EXERCISE AIM> Reproduce the rows below without any changes.

==== SUPPLIED RECORDS ====

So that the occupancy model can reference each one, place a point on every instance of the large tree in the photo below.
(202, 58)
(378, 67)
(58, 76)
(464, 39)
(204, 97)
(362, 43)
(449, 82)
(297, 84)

====

TASK OUTPUT>
So that the occupancy model can reference each one, place a point on every instance of the large tree in the photo below.
(202, 58)
(378, 67)
(58, 76)
(464, 39)
(204, 97)
(362, 43)
(449, 82)
(297, 84)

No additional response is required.